FESTIVAL D’AUTOMNE : OUTRAGE AU PUBLIC / PETER HANDKE


OUTRAGE AU PUBLIC / Théâtre Bastille / Festival d’Automne

Peter Handke avait seulement 24 ans quand il écrit «Outrage au public». Cette pièce, créée en 1966, fit scandale lors de la première dufait de sa critique acerbe du théâtre prétendument intellectuel. Les spectateurs, outrés par les attaques verbales des comédiens, réagirent mal, très mal même, et finirent par monter sur le plateau pour alpaguer les acteurs.

Dans cette pièce, il n’y a ni trame, ni représentation, ni rôles, ni intrigue, seulement une pièce de théâtre qui raconte ce qu’est une pièce de théâtre. Malgré l’énergie de la mise en scène, il est clair que ce manifeste de la pensée méta-théâtrale, composé de contradictions et paradoxes, n’a plus aujourd’hui la même charge subversive. Pour une heure, les comédiens coupent des ananas, épluchent des artichauts, des tomates, préparent en direct un banquet, et ne cessent de répéter, telle une prière :

« Nous ne jouons pas nous-mêmes
dans d’autres circonstances
nous ne jouons pas d’autre époque
nous ne jouons pas la réalité
nous jouons pendant que le temps passe
nous en parlons
du temps qui passe
nous parlons du passage du temps
nous ne faisons pas semblant
et pourtant nous faisons semblant ».

────────────────

**Exercices à faire**
a - Recopiez le passage de la critique d'« Outrage au public » depuis « Peter Handke avait » jusqu'à « alpaguer les acteurs. » inclus.
b - D'après la critique d'« Outrage au public », en quelle année la pièce a-t-elle été créée ?
c - Prolongez la critique d'« Outrage au public » au-delà de sa dernière phrase.
Les lignes qui viennent ensuite proviennent d'une autre source.

**Données enregistrées**

────────────────

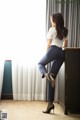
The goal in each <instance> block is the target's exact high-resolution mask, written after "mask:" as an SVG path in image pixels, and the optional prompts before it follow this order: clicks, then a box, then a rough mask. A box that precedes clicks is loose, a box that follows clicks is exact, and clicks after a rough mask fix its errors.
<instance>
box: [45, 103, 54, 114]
mask: <svg viewBox="0 0 80 120" xmlns="http://www.w3.org/2000/svg"><path fill="white" fill-rule="evenodd" d="M54 108H55V106H54V104H53V103H52V102H49V103H48V106H47V109H46V110H45V111H43V113H46V114H49V113H50V112H51V110H54Z"/></svg>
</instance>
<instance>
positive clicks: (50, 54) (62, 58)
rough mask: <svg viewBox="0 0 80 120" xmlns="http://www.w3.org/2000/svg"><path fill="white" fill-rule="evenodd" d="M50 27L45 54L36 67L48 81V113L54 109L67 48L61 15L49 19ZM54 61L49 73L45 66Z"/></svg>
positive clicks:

────────────────

**Corrigé**
a -
Peter Handke avait seulement 24 ans quand il écrit «Outrage au public». Cette pièce, créée en 1966, fit scandale lors de la première dufait de sa critique acerbe du théâtre prétendument intellectuel. Les spectateurs, outrés par les attaques verbales des comédiens, réagirent mal, très mal même, et finirent par monter sur le plateau pour alpaguer les acteurs.

b - En 1966.

c -
La mise en scène de Peter Van den Eede et les comédiens de Koe ne manquent pas de rendre la pièce intéressante et vivante. Cette compagnie flamande a la particularité de voir dans le théâtre un moyen privilégié pour unir les hommes dans une sorte d’expérience communautaire. « Outrage au public » sert efficacement cet objectif, et la communion qui naît de cette rencontre parvient à rendre chaque représentation unique et imprévisible.

En revanche, il faut bien avouer que la désapprobation de 1966 s’est, sans surprise, évanouie : le public rit avec une certaine désinvolture aux piques des acteurs. La lumière, allumée dans toute la salle, crée une ambiance chaleureuse, semblable à celle d’un dimanche soir entre amis. Et pourtant, tout comme en 1966, les acteurs interpellent à l’envi le public. Mais celui-ci n’éprouve apparemment aucune gêne. La seule chose qui reste est l’interaction entre spectateurs et acteurs. Le quatrième mur tombe et nous sommes tous réunis par une seule réalité: le passage inexorable du temps.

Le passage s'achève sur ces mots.